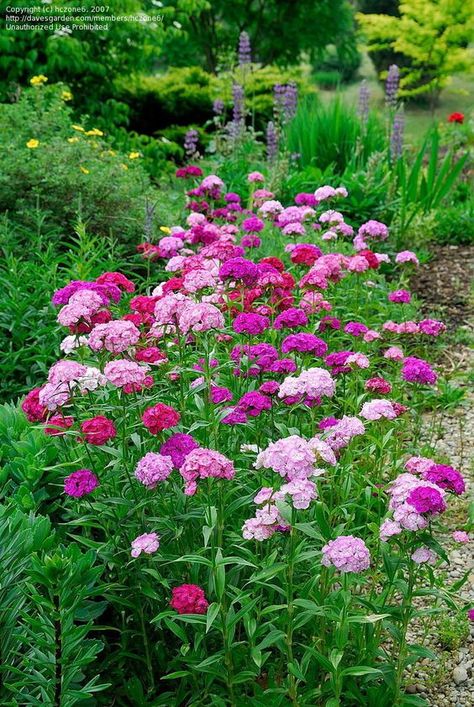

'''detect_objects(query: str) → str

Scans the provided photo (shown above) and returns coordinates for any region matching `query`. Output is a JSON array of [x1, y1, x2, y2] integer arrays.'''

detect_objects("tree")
[[0, 0, 166, 115], [357, 0, 474, 107], [161, 0, 357, 73]]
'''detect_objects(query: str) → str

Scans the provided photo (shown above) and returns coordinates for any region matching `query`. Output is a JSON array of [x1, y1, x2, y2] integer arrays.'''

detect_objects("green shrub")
[[0, 83, 159, 242], [115, 67, 215, 134], [217, 65, 317, 129], [433, 200, 474, 245], [315, 42, 361, 84], [117, 65, 317, 137], [314, 70, 343, 90]]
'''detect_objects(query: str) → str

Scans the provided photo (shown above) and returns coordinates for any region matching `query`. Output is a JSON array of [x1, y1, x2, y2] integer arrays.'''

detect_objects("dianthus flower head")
[[281, 333, 327, 356], [135, 452, 174, 488], [404, 456, 435, 474], [380, 519, 402, 541], [104, 360, 149, 388], [384, 346, 404, 361], [278, 367, 335, 400], [48, 360, 87, 384], [273, 308, 308, 330], [39, 381, 70, 411], [64, 469, 99, 498], [183, 269, 217, 293], [219, 257, 258, 286], [210, 385, 233, 404], [423, 464, 465, 495], [321, 535, 370, 573], [233, 312, 269, 336], [358, 220, 388, 242], [178, 303, 225, 334], [346, 353, 370, 369], [411, 547, 436, 564], [242, 216, 264, 232], [324, 416, 365, 451], [395, 250, 419, 265], [407, 485, 447, 515], [153, 293, 192, 326], [344, 321, 368, 337], [96, 271, 135, 293], [131, 532, 160, 558], [281, 478, 318, 509], [402, 357, 437, 385], [142, 403, 180, 435], [179, 447, 235, 495], [81, 416, 116, 445], [360, 399, 397, 421], [170, 584, 209, 614], [365, 377, 392, 394], [248, 171, 265, 183], [418, 319, 446, 337], [255, 435, 319, 481], [160, 433, 199, 468], [452, 531, 470, 543], [388, 289, 411, 303], [52, 280, 119, 307], [237, 391, 271, 417], [22, 387, 47, 422], [290, 243, 322, 267]]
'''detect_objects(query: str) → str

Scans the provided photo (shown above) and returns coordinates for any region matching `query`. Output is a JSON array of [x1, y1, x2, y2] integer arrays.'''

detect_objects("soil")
[[406, 245, 474, 706]]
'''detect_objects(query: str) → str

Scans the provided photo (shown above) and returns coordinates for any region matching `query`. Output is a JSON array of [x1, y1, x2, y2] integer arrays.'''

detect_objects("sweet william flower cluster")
[[20, 173, 471, 705]]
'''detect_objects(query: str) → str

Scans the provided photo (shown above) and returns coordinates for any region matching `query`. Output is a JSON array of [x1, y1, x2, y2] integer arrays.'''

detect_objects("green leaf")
[[206, 602, 220, 633], [161, 670, 191, 680], [341, 666, 383, 677]]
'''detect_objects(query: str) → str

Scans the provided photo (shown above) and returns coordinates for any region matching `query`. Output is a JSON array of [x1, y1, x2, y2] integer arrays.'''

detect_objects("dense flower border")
[[20, 171, 470, 704]]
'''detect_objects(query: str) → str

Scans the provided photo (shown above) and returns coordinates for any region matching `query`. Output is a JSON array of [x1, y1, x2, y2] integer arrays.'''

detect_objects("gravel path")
[[406, 246, 474, 705]]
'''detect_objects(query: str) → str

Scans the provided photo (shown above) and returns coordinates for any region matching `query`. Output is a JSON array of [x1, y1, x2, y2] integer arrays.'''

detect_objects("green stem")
[[140, 606, 155, 694], [394, 563, 416, 703], [286, 514, 298, 706]]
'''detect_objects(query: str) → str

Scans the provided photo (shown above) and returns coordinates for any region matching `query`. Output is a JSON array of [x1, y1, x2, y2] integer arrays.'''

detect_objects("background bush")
[[0, 84, 160, 242]]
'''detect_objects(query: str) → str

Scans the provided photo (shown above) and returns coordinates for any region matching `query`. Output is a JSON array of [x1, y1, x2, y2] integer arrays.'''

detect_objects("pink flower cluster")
[[322, 535, 370, 573], [179, 447, 235, 495], [135, 452, 174, 489]]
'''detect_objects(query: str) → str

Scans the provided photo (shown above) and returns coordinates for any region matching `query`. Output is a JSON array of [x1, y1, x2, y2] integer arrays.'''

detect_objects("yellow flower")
[[26, 139, 40, 149], [80, 166, 90, 174], [107, 150, 116, 156], [30, 75, 48, 86], [121, 163, 129, 170], [160, 226, 171, 234], [72, 124, 85, 132], [86, 128, 104, 137], [128, 151, 140, 159], [61, 90, 73, 101], [67, 137, 79, 144]]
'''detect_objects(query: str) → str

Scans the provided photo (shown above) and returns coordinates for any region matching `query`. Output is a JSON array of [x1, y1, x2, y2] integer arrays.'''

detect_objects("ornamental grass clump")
[[17, 172, 471, 706]]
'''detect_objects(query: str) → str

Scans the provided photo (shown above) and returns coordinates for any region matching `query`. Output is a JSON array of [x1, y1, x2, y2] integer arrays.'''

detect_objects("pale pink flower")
[[131, 532, 160, 558]]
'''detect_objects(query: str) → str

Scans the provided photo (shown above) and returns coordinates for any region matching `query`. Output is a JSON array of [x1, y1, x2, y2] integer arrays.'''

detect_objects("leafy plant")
[[394, 129, 468, 237], [437, 612, 470, 651], [357, 0, 474, 106], [162, 0, 357, 72], [0, 83, 159, 243], [0, 504, 108, 706], [285, 94, 386, 173], [6, 171, 468, 706], [0, 0, 166, 118]]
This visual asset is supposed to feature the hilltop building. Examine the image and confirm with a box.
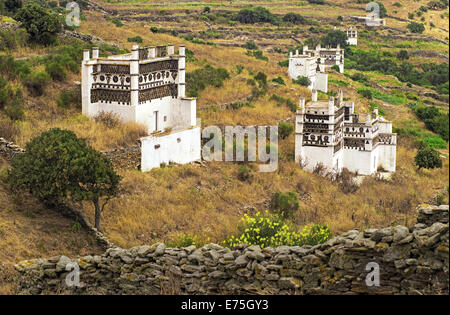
[288,44,345,93]
[295,89,396,175]
[334,26,358,45]
[81,44,201,171]
[344,27,358,46]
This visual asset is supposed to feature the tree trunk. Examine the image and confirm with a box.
[93,198,101,232]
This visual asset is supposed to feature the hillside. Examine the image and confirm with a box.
[0,0,449,295]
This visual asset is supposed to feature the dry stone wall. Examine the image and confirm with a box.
[15,205,449,295]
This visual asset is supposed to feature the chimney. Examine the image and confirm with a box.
[83,49,90,61]
[92,47,99,59]
[338,89,343,103]
[328,96,335,113]
[303,45,308,54]
[311,89,317,102]
[131,45,139,60]
[289,51,293,58]
[299,96,305,108]
[168,44,175,55]
[373,108,379,117]
[295,49,299,56]
[179,45,186,56]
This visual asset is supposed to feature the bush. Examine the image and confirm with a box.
[351,72,370,84]
[254,72,267,86]
[0,79,24,121]
[397,50,409,60]
[186,65,230,97]
[45,61,67,81]
[243,41,258,50]
[293,76,311,87]
[56,86,81,109]
[127,36,143,43]
[270,191,299,219]
[237,165,253,182]
[321,30,348,48]
[271,76,285,85]
[150,26,158,33]
[4,0,23,14]
[24,71,51,96]
[415,146,442,169]
[407,22,425,33]
[109,18,123,27]
[283,13,306,25]
[14,2,62,45]
[233,6,280,25]
[278,122,293,139]
[0,28,28,51]
[357,88,373,99]
[246,49,268,61]
[224,211,332,248]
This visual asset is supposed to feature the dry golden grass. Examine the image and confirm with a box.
[76,138,448,249]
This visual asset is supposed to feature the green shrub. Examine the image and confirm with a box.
[321,30,348,48]
[14,2,62,45]
[271,76,285,85]
[246,49,268,61]
[24,71,51,96]
[243,41,258,50]
[233,6,280,25]
[279,122,293,139]
[109,18,123,27]
[45,61,66,81]
[186,65,229,97]
[407,22,425,33]
[0,28,28,51]
[415,146,442,169]
[331,65,340,72]
[237,165,253,182]
[270,191,299,219]
[283,12,306,25]
[358,88,373,99]
[292,76,311,87]
[278,60,289,67]
[56,86,81,109]
[254,72,267,86]
[397,50,409,60]
[127,36,143,43]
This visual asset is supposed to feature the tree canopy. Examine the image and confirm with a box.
[14,2,62,45]
[8,128,121,230]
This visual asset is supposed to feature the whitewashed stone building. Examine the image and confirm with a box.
[288,49,328,93]
[288,44,345,93]
[81,44,201,171]
[344,27,358,46]
[295,89,396,175]
[334,26,358,46]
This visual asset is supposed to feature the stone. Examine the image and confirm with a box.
[56,256,72,272]
[235,255,249,267]
[393,226,410,242]
[154,243,166,256]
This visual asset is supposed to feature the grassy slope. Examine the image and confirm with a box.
[0,1,448,280]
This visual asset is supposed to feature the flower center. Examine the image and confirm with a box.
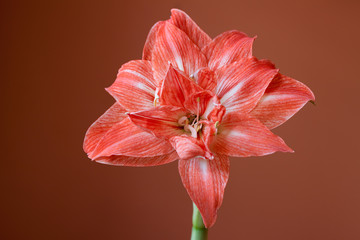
[178,115,202,138]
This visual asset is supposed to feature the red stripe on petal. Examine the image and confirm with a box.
[203,31,255,70]
[128,106,187,139]
[216,57,279,114]
[96,151,179,167]
[151,21,207,81]
[169,9,212,49]
[89,118,173,159]
[250,73,315,129]
[212,113,293,157]
[106,60,157,112]
[83,102,127,155]
[178,154,229,228]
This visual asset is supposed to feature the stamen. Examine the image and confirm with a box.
[196,97,200,123]
[195,123,202,132]
[214,121,219,135]
[153,88,160,106]
[185,124,197,138]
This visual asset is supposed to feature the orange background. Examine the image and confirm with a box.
[1,0,360,239]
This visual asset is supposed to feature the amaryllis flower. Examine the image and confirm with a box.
[84,9,314,229]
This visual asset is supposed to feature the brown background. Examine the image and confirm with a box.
[1,0,360,239]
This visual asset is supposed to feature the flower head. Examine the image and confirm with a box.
[84,9,314,228]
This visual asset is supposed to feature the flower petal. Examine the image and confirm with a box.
[106,60,157,112]
[169,9,212,49]
[142,21,164,61]
[89,117,173,159]
[193,67,217,92]
[203,30,255,70]
[128,106,186,139]
[96,151,179,167]
[170,135,212,160]
[216,57,279,113]
[151,21,207,81]
[250,73,315,129]
[160,65,203,108]
[178,154,229,228]
[83,102,127,155]
[184,90,214,117]
[212,113,293,157]
[201,95,226,123]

Action item
From the line containing "This visual asset is supposed to feature the flower head." to the last line above, repeat every line exactly and nothing else.

Exercise response
This visual asset is supposed to feature the flower head. Examine the image and confirm with a box.
[84,9,314,228]
This visual asset is supposed to feature the flower petal. Examine the image and confirm with a box.
[106,60,157,112]
[169,9,212,49]
[142,21,164,61]
[89,117,173,159]
[193,67,217,92]
[203,30,255,70]
[128,106,186,139]
[96,151,179,167]
[170,135,212,160]
[216,57,279,113]
[151,21,207,81]
[250,73,315,129]
[160,65,203,108]
[178,154,229,228]
[83,102,127,155]
[184,90,214,117]
[212,113,293,157]
[201,95,226,123]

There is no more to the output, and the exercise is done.